Task description: An exact transcription of all the entries below is required.

Record set START

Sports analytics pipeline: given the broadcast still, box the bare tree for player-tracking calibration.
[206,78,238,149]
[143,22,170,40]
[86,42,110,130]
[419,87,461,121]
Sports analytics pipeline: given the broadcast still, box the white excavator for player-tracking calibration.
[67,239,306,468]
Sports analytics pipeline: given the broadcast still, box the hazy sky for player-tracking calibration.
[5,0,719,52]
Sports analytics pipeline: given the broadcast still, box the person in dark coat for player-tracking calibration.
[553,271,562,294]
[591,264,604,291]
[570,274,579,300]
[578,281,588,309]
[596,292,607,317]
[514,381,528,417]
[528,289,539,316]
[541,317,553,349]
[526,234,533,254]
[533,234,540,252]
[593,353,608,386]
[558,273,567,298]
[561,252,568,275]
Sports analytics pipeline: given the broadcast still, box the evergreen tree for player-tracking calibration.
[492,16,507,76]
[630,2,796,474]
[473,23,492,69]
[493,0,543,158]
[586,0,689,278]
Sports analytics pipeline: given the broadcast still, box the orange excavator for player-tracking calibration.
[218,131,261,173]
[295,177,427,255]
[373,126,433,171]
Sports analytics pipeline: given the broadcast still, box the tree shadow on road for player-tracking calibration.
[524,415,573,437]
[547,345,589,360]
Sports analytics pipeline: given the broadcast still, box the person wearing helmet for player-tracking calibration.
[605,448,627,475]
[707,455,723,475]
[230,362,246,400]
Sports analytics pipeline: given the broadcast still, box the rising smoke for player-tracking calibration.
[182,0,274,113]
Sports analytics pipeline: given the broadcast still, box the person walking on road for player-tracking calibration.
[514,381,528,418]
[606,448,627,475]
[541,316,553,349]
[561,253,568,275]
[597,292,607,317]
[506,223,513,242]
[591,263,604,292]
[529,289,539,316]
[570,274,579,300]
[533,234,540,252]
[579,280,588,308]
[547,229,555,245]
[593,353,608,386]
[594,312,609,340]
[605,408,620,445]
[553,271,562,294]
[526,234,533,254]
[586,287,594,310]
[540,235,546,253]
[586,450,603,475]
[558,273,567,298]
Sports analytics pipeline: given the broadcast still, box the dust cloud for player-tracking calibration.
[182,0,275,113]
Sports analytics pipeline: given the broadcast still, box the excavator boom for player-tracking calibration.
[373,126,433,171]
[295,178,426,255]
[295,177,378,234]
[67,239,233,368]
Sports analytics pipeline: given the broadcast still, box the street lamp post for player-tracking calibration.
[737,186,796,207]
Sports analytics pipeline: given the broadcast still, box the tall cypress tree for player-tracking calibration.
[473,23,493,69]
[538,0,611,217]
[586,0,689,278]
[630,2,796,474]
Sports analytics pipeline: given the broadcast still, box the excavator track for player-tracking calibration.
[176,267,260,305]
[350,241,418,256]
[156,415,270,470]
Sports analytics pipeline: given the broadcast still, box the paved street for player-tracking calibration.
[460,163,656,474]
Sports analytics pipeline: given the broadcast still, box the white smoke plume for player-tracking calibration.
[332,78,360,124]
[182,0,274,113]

Record set END

Response area:
Sports analytics pipeline: given the broadcast still, box the bare tree for player-tracking calibration.
[206,78,238,149]
[143,22,170,40]
[86,42,110,130]
[419,87,461,121]
Sports analytics pipeline: given the broadcast still, box the white excavator for player-tracking calibration.
[67,239,306,468]
Sports analytics pipeline: given the broadcast still, box the hazy sky for player-tracking calibration.
[5,0,719,52]
Sports analytics pipeline: given the broadcast still, box the person in dark coat for player-tracking calibration.
[553,271,562,294]
[591,264,604,291]
[570,274,579,300]
[578,281,588,309]
[596,292,607,317]
[514,381,528,417]
[528,289,539,316]
[541,317,553,349]
[526,234,533,254]
[533,234,540,252]
[593,353,608,386]
[558,273,567,298]
[561,252,568,275]
Sports analytics pipeline: given the broadcast still, box the evergreen tree for player-tracking calibration.
[492,16,507,76]
[630,2,796,474]
[473,23,492,69]
[493,0,543,158]
[586,0,689,278]
Sports analytics pipeline: given the broadcast still, box the orange excavator for player-tracking calibration.
[218,131,261,173]
[295,177,427,255]
[373,126,433,171]
Sports analytics pipeline: given the broadcast still, box the tree shadow on road for player-tracking calibration.
[524,415,573,437]
[547,345,589,360]
Sports analytics pipeline: given the broadcast still, box the person wearing helmet for player-tracking calibration.
[605,448,627,475]
[707,455,723,475]
[230,362,246,400]
Sports analytics pipeline: given the broadcast still, box the rising smoke for player-tracking calibration.
[182,0,274,113]
Sports analytics pipeline: given the broadcast still, box the person walking on road for player-tracking calibration.
[514,381,528,418]
[606,448,627,475]
[541,316,553,349]
[561,253,568,275]
[597,292,607,317]
[506,223,513,242]
[591,263,604,292]
[529,289,539,316]
[570,274,579,300]
[533,234,540,252]
[579,280,588,308]
[547,229,555,245]
[593,353,608,386]
[594,312,609,340]
[605,408,620,445]
[553,271,562,294]
[526,234,533,254]
[586,287,594,310]
[540,235,546,253]
[586,450,603,475]
[558,273,567,298]
Sports analytics pipeline: given the broadcast still, box the dust cloud for player-tracking calibration.
[182,0,275,113]
Sports analytics pipeline: given the broadcast still, box the excavator boom for player-tracking calibration.
[373,126,433,171]
[295,178,426,255]
[295,177,378,234]
[67,239,233,368]
Sports analytics pipeline: given the broadcast still, box the street lamp post for player-tracking calibration.
[737,186,796,207]
Sports analytics pipeline: given the broadcast still, box the tall cypress tree for player-tracking calibration.
[473,23,493,69]
[538,0,611,217]
[586,0,689,278]
[630,2,796,474]
Sports analytics pipeline: given the broadcast still, box the excavator track for player-tracking calibration.
[176,267,260,305]
[350,241,418,256]
[156,415,270,470]
Sports analytics pipeline: given the broadcast still, box the paved street for player-tracking calibration.
[460,163,656,474]
Sports analytics pipeline: given the broadcast still, box the white smoke plume for player-tracking calibration.
[332,78,360,124]
[182,0,274,113]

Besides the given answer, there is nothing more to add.